EXERCISE:
Shift every point in the records below by adding 42 to each coordinate number in the answers. Then write out all the records again in full, requests included, but leave out the pictures.

GIVEN RECORDS:

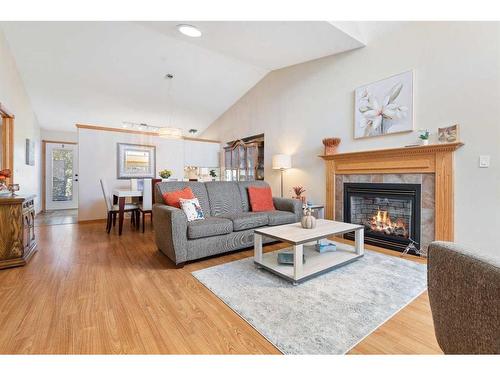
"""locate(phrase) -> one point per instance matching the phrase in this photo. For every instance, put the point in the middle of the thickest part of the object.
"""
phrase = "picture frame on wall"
(135, 161)
(449, 134)
(384, 107)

ANSWER BELOW:
"""locate(phrase) -> one point per instance matching the phrase in this photo. For every instance, put the point in the middle of the thickest part of the object.
"""
phrase = "picture frame on wall"
(177, 203)
(491, 176)
(426, 149)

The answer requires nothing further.